_Exercise instructions:_ Take every line from the entries below that includes the word "neighbouring" and copy it.

_Entries provided:_
▼▼▼
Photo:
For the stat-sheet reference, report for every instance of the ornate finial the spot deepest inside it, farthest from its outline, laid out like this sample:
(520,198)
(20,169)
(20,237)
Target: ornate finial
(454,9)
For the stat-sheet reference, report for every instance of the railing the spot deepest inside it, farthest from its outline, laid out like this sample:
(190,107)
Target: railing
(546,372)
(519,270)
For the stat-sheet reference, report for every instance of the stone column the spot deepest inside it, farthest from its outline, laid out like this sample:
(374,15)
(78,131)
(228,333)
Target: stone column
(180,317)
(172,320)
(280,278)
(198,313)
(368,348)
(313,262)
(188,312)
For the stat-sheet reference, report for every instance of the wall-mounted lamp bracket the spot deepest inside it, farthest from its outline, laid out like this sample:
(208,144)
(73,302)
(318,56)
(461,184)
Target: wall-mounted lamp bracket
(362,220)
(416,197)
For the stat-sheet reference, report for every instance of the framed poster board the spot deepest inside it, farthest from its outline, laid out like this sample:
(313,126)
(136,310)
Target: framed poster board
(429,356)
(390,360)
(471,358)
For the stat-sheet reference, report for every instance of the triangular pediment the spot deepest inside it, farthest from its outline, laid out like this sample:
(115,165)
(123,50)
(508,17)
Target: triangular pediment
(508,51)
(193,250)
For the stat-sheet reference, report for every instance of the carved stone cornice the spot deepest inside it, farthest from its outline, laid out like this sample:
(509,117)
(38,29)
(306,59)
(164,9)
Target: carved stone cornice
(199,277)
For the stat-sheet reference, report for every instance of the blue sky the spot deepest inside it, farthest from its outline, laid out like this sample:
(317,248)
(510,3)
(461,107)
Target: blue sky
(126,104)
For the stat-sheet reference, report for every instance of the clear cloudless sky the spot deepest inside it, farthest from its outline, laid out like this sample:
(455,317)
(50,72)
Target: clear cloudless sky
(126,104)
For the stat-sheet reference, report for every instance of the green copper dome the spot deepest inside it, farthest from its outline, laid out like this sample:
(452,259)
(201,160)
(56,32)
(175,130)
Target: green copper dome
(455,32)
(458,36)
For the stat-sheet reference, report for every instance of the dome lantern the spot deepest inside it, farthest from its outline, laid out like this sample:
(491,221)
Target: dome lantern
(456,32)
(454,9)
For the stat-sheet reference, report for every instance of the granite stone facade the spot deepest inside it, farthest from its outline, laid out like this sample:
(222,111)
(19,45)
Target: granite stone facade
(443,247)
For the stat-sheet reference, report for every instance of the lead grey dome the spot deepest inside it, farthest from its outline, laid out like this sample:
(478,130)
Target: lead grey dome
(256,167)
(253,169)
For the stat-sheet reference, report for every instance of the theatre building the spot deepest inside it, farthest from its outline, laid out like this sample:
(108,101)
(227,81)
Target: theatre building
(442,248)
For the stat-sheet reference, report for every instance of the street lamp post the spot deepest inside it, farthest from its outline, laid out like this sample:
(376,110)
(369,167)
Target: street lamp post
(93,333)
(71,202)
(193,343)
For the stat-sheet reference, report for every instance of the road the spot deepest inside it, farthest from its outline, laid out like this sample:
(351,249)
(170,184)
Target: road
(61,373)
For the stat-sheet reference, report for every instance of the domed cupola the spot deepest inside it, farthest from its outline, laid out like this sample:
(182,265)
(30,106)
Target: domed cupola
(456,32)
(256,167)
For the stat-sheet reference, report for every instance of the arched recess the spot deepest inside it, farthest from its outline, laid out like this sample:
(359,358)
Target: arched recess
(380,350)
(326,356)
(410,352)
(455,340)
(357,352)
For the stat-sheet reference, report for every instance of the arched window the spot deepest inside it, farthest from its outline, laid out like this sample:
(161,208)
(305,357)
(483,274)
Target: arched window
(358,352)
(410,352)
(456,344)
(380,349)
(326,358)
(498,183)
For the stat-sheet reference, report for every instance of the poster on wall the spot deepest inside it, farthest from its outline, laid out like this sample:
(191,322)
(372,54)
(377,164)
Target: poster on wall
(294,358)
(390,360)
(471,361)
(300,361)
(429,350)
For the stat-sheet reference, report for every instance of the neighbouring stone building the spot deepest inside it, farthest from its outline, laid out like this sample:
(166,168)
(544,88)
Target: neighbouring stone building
▲▲▲
_Answer box:_
For the stat-sheet reference, report for every instance of the neighbouring stone building the spot deepest inside it, farthest from its outline, laid out like this sample:
Target: neighbouring stone building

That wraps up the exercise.